■ DOCUMENT TEXT ■
I have sort of figured this project wouldn't be completed until at least the 3rd body. I do want the first one to be at least usable and practical with a decent drag reduction. That's why I've been taking my time with it. I'm only designing to cruise at 30 mph or so, but the high top speed will be a consequence of gearing to do 30 mph with a cadence of 80-90, when I'm still capable of holding a cadence of 140 for shorter durations. I know of a KMX build with a 6.5 kW middrive though and it's rider can safely cruise at almost 40 mph and has been taken to 60+ mph a few times. The steering knuckles and stock wheels are the weak points of the KMX frame kit when it comes to tolerating road imperfections and hazards, but the knuckles can reliably handle cruising at 30 mph or so *IF* you have a front suspension setup, according to this builder.

■ SUPPLIED MATERIAL ■
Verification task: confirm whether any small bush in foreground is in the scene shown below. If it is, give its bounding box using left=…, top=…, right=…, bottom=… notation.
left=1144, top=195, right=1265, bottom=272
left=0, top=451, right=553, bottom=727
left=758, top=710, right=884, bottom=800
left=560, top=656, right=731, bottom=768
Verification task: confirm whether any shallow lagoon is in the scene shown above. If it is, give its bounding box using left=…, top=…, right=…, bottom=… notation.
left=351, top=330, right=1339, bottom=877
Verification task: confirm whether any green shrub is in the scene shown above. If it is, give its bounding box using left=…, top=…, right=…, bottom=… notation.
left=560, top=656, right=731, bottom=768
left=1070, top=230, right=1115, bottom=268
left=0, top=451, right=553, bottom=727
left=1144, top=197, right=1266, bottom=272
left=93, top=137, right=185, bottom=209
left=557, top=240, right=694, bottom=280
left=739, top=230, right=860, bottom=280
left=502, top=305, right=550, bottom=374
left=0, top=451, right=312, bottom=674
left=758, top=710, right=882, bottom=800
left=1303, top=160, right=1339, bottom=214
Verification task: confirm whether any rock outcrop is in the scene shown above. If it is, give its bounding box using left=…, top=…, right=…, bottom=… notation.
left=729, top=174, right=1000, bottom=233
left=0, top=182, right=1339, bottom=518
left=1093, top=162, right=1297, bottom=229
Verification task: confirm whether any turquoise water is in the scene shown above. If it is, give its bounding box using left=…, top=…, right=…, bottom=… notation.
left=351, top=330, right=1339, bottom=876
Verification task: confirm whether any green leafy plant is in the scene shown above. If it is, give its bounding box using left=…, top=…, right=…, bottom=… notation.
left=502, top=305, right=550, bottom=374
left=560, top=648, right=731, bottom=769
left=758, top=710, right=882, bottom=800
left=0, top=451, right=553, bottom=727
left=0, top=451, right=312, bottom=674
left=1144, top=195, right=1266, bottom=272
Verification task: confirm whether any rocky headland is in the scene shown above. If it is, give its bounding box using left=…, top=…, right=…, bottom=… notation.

■ WHAT TO WORK ON ■
- a) Report each line of the rows that contains the string "green".
- b) Pick up the KMX build text after its last sentence and keep writing it.
The KMX build text and the rows come from separate, unrelated sources.

■ RESULTS ■
- a)
Verification task: confirm whether any green shrub is in the scene shown above. If it is, give its bounding box using left=…, top=…, right=…, bottom=… notation.
Verification task: confirm whether any green leafy plant is in the scene shown above. If it is, give its bounding box using left=…, top=…, right=…, bottom=… notation.

- b)
I'm also partially inspired by the efficiency that Cedric Lynch has achieved in his electric recumbent motorcycle, roughly 30-40 wh/mi to do 50+ mph:




Adding a small amount of human power to that will yield more than marginal improvements in efficiency, and pedal power is awesome for extending your possible range to the point that even if you somehow cannot get electricity anywhere, you'll be able to still go anywhere that you can pedal it. It must be light enough to be pedaled, and geared so that at least a fit rider could climb steep grades at 4 mph. I think 100 lbs or less is a good target. There's a lot of efficient custom-build vehicles out there that are too heavy, but are worth drawing ideas from.

Adding some ass-hauling capacity with an overpowered drive system would make the vehicle fun and more appealing to hoons, and less prone to getting laughed at by the general public, as well as the practical application of being able to get away from a dangerous situation as well or better than most cars.